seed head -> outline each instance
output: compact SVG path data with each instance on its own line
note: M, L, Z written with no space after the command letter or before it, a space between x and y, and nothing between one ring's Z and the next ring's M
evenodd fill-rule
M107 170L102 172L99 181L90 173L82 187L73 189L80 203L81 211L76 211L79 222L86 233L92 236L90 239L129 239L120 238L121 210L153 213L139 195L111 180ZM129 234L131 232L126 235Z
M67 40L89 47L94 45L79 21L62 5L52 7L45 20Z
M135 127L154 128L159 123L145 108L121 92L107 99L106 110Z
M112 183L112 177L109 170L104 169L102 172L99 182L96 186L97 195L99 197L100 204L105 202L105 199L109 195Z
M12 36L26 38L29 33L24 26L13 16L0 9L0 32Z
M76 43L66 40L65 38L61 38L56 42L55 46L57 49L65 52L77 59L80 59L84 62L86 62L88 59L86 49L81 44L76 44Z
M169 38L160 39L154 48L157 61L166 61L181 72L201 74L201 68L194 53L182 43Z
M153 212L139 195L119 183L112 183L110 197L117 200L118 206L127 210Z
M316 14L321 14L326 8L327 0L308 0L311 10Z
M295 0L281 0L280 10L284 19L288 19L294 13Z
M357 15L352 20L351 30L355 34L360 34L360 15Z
——
> _Required work_:
Based on the material above, how many lines contain the string "instance"? State the number alone.

> _Expected output_:
2